**Instruction**
Find "at the window" in the records that follow; print that line and each subsequent line through the last one, verbatim and with nothing added.

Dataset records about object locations
begin

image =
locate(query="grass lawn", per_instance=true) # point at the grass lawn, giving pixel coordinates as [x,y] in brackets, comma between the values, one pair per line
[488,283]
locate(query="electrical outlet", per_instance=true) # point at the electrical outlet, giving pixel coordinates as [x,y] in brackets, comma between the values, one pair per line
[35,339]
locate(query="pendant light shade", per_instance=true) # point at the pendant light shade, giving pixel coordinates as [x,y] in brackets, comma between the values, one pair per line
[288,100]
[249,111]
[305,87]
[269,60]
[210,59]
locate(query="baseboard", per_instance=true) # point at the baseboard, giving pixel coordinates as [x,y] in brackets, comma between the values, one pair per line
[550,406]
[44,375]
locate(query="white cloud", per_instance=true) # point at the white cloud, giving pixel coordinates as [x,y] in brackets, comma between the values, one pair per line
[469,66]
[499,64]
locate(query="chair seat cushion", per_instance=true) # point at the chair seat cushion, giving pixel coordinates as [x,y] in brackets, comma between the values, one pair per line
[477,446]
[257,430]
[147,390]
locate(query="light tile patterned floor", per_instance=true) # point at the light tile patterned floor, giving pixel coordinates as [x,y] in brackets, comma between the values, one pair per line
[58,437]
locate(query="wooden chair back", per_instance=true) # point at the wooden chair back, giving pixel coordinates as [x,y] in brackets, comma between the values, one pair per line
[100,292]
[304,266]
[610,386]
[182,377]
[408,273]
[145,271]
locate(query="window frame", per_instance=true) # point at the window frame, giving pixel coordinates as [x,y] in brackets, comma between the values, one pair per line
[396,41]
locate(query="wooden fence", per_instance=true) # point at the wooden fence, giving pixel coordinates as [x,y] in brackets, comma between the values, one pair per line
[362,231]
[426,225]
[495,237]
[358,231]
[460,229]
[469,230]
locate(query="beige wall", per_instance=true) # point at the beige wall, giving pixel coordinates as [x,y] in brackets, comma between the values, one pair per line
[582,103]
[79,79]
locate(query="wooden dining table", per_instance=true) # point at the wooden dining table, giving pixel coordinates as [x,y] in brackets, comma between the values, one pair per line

end

**Reply**
locate(query="window frame", per_instance=true) # point at the window frame, giving pixel coordinates as [x,y] in brackets, comma between the values, one pair per line
[396,41]
locate(query="wooden fence", per_instance=true) # point at the wooden fence, giving pixel coordinates as [x,y] in brackets, comma between the values, one pair per line
[362,231]
[426,225]
[495,237]
[358,231]
[460,229]
[469,230]
locate(query="beige wall", per_instance=true) # point at the beige wall, giving pixel coordinates as [x,y] in brackets, comma between the values, one pair per line
[582,103]
[79,79]
locate(query="wooden dining table", per_instance=true) # point at the wooden dining table, giving pixel coordinates as [x,y] in brackets, comma between the values, one pair per line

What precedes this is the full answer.